[Given instruction] The lines to be set down run from the line containing "the pink honeycomb" through the final line of the data below; print them exactly and print nothing else.

________________________

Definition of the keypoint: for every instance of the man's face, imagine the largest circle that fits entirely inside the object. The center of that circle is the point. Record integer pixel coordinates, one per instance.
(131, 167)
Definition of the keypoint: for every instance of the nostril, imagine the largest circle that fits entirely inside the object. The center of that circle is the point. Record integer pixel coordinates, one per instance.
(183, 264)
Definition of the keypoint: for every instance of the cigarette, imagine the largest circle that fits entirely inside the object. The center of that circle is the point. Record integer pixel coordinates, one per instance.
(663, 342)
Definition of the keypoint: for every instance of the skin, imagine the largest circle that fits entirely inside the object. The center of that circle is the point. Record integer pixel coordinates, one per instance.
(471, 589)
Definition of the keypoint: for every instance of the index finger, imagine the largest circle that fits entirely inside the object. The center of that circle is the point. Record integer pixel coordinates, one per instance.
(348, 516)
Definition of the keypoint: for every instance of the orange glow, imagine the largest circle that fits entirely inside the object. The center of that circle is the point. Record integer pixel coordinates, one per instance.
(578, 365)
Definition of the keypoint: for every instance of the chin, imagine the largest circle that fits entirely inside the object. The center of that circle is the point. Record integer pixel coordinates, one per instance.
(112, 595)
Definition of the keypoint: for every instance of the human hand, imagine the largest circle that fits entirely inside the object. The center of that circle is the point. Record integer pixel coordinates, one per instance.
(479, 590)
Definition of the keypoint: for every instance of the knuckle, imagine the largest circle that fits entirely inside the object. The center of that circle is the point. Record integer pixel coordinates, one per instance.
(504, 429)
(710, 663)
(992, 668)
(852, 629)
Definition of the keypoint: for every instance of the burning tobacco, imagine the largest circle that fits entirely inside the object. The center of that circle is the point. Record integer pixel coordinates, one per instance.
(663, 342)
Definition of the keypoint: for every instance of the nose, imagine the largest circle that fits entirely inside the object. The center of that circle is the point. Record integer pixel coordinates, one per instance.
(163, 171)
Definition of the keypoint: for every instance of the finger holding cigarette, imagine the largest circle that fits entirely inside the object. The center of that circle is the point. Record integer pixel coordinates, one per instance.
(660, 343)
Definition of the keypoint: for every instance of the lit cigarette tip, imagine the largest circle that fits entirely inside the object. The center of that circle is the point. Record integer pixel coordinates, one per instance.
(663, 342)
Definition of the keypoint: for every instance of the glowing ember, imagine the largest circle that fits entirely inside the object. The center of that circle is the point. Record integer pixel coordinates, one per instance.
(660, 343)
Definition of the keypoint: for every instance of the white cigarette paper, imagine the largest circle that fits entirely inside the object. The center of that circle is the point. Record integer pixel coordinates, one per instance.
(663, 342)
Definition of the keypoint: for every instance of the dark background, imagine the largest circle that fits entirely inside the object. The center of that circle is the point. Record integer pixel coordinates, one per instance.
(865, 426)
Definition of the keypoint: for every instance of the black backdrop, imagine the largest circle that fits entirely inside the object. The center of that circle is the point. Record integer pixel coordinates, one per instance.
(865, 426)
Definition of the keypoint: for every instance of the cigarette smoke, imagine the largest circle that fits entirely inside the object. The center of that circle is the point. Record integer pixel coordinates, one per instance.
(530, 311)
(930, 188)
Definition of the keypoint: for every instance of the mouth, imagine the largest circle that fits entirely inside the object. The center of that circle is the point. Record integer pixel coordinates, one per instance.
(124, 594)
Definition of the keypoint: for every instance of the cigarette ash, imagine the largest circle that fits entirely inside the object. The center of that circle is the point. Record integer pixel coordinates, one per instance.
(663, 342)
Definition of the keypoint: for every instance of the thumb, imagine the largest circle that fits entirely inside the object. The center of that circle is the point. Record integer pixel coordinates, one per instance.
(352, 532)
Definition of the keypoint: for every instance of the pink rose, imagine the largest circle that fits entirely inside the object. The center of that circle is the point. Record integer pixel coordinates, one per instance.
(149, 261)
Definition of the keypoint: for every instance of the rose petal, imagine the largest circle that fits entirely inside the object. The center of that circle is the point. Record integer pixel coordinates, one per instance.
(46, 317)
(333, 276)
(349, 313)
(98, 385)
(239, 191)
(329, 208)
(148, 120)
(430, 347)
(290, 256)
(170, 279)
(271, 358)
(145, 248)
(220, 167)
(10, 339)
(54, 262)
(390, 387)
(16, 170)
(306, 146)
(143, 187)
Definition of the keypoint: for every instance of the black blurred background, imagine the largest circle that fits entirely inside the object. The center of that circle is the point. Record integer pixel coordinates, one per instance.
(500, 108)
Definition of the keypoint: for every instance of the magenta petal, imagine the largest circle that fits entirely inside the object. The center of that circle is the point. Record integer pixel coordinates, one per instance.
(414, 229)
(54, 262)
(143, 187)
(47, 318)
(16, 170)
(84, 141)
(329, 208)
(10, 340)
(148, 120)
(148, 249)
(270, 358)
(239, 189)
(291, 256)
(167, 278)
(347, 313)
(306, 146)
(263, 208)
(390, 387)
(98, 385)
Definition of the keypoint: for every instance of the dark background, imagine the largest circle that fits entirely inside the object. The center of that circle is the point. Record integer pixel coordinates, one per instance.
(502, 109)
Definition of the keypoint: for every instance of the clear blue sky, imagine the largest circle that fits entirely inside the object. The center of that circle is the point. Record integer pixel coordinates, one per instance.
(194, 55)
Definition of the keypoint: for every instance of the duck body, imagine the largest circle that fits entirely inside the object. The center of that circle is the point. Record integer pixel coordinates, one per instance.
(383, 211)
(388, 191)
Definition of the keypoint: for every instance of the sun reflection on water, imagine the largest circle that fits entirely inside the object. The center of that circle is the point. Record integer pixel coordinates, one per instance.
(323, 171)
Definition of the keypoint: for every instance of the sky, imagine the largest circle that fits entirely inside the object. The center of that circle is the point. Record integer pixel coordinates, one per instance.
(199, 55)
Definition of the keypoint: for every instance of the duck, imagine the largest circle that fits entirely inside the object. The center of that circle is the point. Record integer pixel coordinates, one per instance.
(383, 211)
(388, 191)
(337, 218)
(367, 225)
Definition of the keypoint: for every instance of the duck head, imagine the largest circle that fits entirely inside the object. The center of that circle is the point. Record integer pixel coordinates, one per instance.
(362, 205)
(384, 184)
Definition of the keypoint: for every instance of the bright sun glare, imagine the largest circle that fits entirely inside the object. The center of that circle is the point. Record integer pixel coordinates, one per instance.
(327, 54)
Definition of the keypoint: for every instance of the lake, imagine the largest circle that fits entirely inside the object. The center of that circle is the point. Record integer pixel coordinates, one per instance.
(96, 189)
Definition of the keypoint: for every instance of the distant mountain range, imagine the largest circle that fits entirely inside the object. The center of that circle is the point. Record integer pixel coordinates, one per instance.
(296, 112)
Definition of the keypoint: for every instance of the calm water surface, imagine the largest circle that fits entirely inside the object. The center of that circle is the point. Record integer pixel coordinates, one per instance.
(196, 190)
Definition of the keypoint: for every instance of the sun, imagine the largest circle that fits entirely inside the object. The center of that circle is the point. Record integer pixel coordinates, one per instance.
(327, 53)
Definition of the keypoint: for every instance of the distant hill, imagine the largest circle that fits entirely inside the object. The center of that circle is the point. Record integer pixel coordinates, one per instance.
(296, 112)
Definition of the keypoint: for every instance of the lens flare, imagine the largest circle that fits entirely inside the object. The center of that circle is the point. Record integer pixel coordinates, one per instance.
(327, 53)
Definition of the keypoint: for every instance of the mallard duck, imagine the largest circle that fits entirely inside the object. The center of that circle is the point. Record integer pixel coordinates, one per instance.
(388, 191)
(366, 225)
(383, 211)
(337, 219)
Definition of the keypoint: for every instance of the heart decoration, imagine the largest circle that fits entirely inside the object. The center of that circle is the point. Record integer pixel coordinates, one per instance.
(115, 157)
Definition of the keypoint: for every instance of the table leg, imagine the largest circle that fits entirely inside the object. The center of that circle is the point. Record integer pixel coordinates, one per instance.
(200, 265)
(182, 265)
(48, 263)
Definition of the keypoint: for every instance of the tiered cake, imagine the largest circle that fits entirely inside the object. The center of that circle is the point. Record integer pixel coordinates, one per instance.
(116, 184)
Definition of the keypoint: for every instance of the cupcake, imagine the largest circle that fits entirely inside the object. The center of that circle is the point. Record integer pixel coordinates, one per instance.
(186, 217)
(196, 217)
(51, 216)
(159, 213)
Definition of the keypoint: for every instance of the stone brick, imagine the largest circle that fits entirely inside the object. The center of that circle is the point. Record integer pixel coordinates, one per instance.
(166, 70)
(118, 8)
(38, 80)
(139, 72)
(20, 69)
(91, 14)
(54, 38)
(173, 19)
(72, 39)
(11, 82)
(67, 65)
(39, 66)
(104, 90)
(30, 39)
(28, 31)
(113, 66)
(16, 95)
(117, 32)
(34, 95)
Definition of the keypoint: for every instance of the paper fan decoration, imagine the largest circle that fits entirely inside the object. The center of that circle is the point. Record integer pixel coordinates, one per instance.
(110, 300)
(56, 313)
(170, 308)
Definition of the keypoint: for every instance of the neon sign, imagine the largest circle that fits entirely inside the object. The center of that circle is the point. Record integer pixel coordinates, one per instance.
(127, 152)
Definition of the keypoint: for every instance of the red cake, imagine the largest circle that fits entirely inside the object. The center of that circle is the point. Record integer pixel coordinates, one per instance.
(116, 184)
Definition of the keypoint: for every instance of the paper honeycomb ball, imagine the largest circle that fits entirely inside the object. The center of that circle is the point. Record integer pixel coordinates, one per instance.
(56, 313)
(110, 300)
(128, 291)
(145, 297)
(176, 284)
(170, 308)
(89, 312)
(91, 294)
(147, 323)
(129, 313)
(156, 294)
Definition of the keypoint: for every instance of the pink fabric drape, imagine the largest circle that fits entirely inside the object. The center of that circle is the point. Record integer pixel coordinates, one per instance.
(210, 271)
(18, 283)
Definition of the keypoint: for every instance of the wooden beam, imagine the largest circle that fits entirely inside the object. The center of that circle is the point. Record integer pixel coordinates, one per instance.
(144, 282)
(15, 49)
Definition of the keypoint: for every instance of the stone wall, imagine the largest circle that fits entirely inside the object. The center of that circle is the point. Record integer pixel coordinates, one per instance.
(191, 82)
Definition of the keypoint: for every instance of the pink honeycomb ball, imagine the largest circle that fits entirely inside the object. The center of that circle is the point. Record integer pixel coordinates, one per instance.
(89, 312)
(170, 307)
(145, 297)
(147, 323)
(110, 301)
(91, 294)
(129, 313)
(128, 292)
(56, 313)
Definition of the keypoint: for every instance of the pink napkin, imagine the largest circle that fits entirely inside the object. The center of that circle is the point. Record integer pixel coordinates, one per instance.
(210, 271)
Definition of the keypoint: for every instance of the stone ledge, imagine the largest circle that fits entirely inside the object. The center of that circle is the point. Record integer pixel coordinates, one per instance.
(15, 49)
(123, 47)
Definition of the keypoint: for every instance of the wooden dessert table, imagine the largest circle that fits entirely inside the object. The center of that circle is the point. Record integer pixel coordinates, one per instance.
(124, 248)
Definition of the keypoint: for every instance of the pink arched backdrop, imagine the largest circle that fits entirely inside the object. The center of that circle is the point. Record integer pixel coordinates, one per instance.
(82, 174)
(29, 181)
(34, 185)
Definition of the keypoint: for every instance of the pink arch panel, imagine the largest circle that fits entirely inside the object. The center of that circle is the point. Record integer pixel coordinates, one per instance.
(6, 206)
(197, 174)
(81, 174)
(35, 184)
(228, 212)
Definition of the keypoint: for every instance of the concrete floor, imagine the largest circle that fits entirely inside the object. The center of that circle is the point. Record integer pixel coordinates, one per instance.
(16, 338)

________________________

[Right answer]
Definition of the keypoint: for every instance of the pink honeycomb ball, imagine the largest circle that fits entirely inside the object. The center of that circle is the point. Record integer pixel coordinates, one per instance.
(89, 312)
(170, 307)
(145, 297)
(147, 323)
(110, 301)
(91, 294)
(129, 313)
(128, 292)
(56, 313)
Definition of the keypoint: for every instance of the pink napkin, imagine the largest circle that fits entirely inside the object. The center of that circle is the point. Record integer pixel coordinates, one per instance.
(210, 271)
Definition of the keypoint: for every instance of the stone ledge, imagine the largest circle that fits entirely inside the object. The center of that circle is the point. Record integer pixel coordinates, one per instance.
(15, 49)
(123, 47)
Definition of the keypoint: for every instance of the wooden dessert table, imagine the largest circle that fits entirely inside the object. The center of that circle is the point. Record integer pixel coordinates, one per instance.
(124, 248)
Definition of the keypoint: for every instance of the pink arched backdrop, imagine the largest circle that fits entirely inside the object. The center of that circle is the point. Record integer pixel coordinates, one per instance.
(82, 174)
(29, 181)
(34, 185)
Definition of the keypoint: for every instance of the pink arch panel, imagine the largest circle that fits entirely inside the object. The center of that circle is the point. Record integer pixel coordinates, one per instance.
(6, 206)
(197, 174)
(81, 174)
(35, 184)
(228, 212)
Definition of the keypoint: for every instance of the concrete floor, imagine the largest circle that fits entirely inside the object. The center of that circle is the point. Record integer pixel coordinates, one per instance.
(16, 338)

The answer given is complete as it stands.